> EXERCISE INSTRUCTIONS:
Identify all lines of the data containing the string "clicks" and copy them.

> INFORMATION GIVEN:
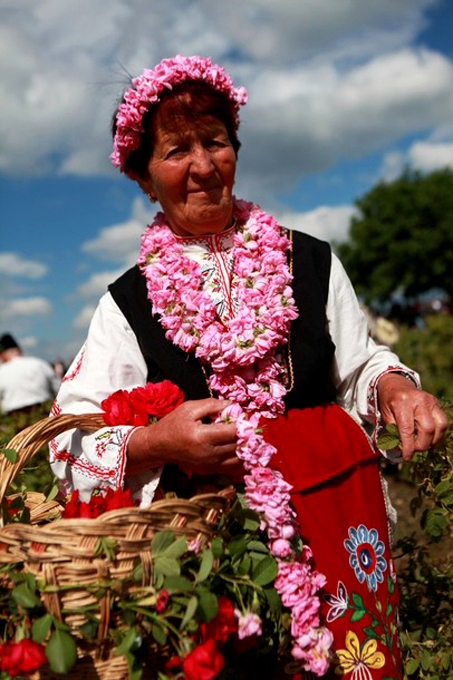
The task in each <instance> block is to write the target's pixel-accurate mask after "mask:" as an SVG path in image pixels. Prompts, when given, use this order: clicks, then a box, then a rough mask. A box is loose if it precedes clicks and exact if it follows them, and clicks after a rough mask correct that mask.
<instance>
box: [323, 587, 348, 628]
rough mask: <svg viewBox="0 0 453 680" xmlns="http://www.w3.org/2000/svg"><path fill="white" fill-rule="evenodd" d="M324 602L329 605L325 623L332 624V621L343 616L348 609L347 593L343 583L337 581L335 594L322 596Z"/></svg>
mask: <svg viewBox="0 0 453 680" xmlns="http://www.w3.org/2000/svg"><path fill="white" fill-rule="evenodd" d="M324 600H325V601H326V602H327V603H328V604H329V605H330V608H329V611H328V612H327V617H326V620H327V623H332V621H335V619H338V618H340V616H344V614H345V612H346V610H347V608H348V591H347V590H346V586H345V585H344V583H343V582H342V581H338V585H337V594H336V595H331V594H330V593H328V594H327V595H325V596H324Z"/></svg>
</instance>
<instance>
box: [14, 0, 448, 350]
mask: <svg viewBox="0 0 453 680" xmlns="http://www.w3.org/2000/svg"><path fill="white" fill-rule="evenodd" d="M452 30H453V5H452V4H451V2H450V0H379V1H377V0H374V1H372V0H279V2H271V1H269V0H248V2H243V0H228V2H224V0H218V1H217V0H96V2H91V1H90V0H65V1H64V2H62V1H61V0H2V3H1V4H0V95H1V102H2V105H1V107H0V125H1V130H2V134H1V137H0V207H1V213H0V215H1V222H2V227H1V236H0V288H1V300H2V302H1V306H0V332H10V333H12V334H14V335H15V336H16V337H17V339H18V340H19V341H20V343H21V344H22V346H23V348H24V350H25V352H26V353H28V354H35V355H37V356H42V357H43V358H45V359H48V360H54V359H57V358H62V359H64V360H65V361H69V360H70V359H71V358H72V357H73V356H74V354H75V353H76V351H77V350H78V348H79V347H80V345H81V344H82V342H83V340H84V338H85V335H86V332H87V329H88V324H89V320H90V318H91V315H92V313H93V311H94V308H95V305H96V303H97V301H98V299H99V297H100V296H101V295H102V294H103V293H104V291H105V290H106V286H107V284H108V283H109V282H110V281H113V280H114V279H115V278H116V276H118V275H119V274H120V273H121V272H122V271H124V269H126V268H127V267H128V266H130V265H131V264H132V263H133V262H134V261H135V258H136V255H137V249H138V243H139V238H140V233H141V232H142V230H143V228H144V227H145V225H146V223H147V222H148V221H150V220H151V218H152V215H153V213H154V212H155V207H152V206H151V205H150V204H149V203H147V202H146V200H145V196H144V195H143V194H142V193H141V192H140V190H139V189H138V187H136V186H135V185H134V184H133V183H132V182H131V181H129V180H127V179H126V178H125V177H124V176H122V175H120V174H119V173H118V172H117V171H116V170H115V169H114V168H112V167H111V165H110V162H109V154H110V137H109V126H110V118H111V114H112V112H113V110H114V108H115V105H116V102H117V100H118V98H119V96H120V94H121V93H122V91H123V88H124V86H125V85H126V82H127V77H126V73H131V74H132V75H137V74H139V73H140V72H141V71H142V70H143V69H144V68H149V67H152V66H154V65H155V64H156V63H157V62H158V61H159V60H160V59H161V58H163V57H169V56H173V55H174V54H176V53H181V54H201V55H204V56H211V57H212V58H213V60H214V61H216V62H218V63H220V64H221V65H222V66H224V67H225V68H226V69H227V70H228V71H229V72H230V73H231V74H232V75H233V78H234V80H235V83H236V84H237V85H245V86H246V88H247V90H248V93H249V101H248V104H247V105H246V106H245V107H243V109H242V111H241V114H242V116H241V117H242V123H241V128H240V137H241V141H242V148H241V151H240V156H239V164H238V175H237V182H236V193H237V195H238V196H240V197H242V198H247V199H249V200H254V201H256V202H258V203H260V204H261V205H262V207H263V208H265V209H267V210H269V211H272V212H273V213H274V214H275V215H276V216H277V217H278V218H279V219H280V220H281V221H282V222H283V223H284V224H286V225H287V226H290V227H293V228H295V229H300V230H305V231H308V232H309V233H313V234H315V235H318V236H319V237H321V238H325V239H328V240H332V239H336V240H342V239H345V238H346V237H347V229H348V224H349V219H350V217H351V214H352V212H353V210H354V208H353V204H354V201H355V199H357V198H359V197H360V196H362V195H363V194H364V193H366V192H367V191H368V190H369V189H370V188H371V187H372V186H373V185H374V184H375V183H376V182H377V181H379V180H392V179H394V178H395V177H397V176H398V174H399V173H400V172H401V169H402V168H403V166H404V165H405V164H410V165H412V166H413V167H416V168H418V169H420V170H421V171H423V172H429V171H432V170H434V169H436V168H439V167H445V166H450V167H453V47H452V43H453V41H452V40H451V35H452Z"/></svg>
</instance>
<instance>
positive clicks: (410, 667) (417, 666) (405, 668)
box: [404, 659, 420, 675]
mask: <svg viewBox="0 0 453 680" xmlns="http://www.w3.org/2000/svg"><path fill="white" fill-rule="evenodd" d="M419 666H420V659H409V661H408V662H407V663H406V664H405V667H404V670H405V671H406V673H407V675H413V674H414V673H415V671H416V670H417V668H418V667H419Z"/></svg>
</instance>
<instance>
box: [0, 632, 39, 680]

> COMPLETED TASK:
The task in each <instance> block is to write the target's pixel-accurate mask after "mask:" as an SVG path in image pixels. Prompts, when given, use this order: clicks, then a box, then a rough mask. A box is loose if it precedes clicks and exact if it follows them, and clicks after a rough mask correct that mask.
positive clicks: (410, 667) (417, 666) (405, 668)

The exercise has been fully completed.